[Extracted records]
----
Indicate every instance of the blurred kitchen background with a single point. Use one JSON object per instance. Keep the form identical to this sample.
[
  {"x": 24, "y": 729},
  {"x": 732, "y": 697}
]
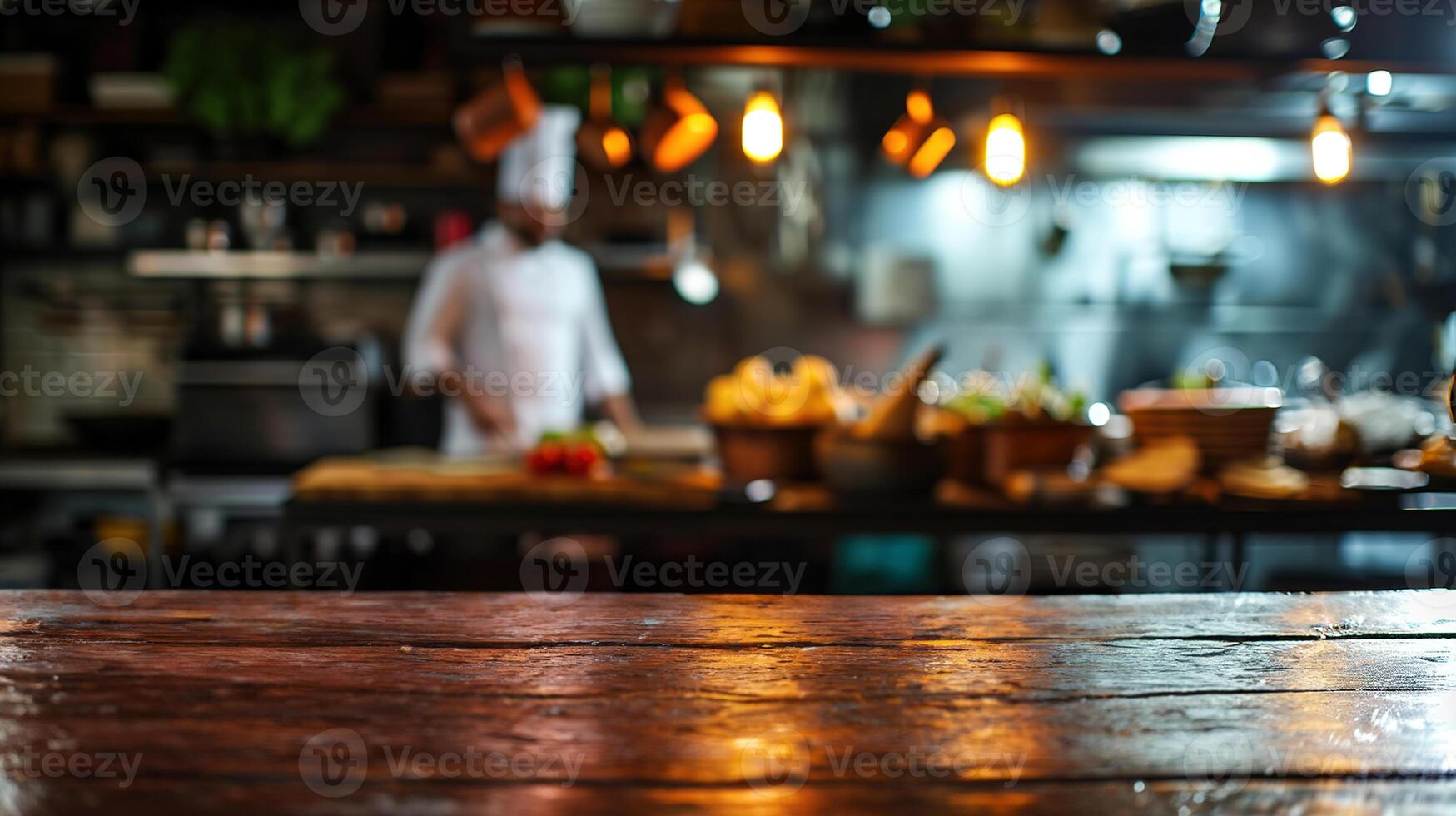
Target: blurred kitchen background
[{"x": 1253, "y": 261}]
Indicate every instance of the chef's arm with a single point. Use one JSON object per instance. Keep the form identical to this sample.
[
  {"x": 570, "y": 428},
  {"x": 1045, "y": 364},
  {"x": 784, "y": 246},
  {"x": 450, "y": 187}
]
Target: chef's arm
[
  {"x": 620, "y": 410},
  {"x": 608, "y": 381},
  {"x": 435, "y": 328}
]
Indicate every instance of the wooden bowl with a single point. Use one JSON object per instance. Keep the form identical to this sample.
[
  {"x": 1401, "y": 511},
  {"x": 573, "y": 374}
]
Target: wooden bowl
[
  {"x": 991, "y": 454},
  {"x": 1228, "y": 425},
  {"x": 858, "y": 466},
  {"x": 781, "y": 454}
]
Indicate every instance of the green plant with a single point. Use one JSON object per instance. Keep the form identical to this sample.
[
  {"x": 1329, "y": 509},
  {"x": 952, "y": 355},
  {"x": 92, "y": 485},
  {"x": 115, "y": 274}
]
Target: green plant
----
▶ Problem:
Where a line in the entries holds the word "every", copy that line.

▶ Output below:
Indicate every instance of the blurred kitchen background with a single point. Use one JSON object per instance. Keep the form identical to this sample.
Indicate every instance of the chef's arm with a single point. Use one JSON object per instance. Keep the form identical to this sample.
Indicate every instance of the wooden bowl with a single point. Use one JSON object per instance. Keep the form identical to this sample.
Indicate every instance of the green plant with a single point. Use one JSON object per instance. Keep the form identical to this sample.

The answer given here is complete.